■ **SOURCE**
On Tue, 5 Nov 2002 20:18:47 +0900, Brian Candler wrote:
> On Mon, Nov 04, 2002 at 10:02:12PM +0900, Gavin Sinclair wrote:
> (an all-encompassing statement if ever I saw one :-)
>> a += b is always, by definition, in any language, the same
>> *behaviour* as a = a + b. If you disagree, you are being absurd.
> By whose definition? Certainly not the language designers and
> standards bodies. As a counter-example: in C++, if an object has
> both "+" and "+=" methods, the language definition does not
> require them to have the same behaviour, and therefore in general
> they don't. QED.

Actually, it's arguable C++ *the language* (like C) defines a=a+b
and a+=b to have identical behaviour. I read Gavin's statement to be
s statement about the native language support. += is overridable in
C++ for performance reasons -- and for no other reason.

So yes, the language definition for C++ somewhat requires that a+=b
have the same behaviour as a=a+b, and it does so for all primitives;
I'm pretty sure that none of the STL supports a+=b != a=a+b.

The only place where I really disagree with Gavin's statement is
that it's not 100% identical behaviour. Because += is there for
performance reasons, and we know that the object is itself mutable,
it doesn't need to return a reference to a new object in C++, but it
will in Ruby. The *effect* is the same, but the behaviours aren't.

■ **SOURCE MATERIAL**
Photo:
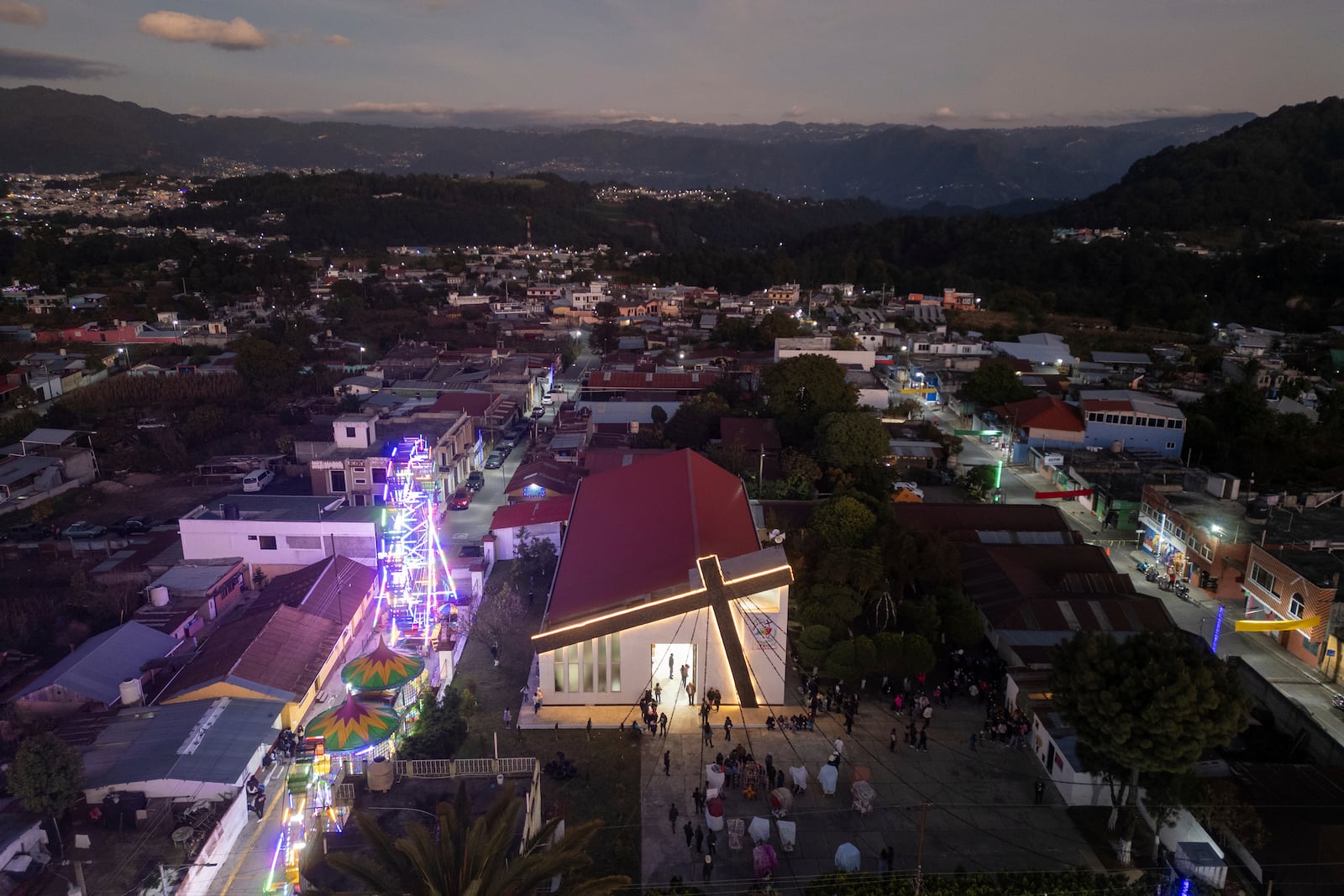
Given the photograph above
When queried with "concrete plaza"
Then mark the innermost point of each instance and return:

■ **WHAT IS ASKED**
**1.** Name every programming language that the post on the += operator mentions by name.
**2.** According to the post on the += operator, why can += be overridden in C++?
**3.** Continue the post on the += operator from where it stops.

■ **EXERCISE ANSWERS**
**1.** C++, C, Ruby

**2.** For performance reasons, and for no other reason.

**3.**
>> The only possible difference is in efficiency: run-time hacks
>> that save an intermediate object. This is a sometimes a valid
>> concern, and there is a remedy: the <<operator.
>>  a = a + b   (old object 'a' lost)
>>  a << b      (same behaviour, *possibly* more efficient)
>> 
>> This behaviour is defined for Strings and Arrays
> Those two examples do not exhibit the same behaviour in the
> presence of other variables containing references to the same
> object as the original 'a'. That's not a "run-time hack", that's a
> difference in semantics: i.e. "I want to create a new object and
> leave the old one alone", as opposed to "I want to modify the
> object itself". The difference is important and not just one of
> efficiency, unless we know for definite that there are no such
> additional references.

You're right -- this is the case. It's also an important distinction
that needs to be made. In C++, a+=b isn't going to be "safe"; it
will modify the object itself and anything that refers to that
object will be modified as well.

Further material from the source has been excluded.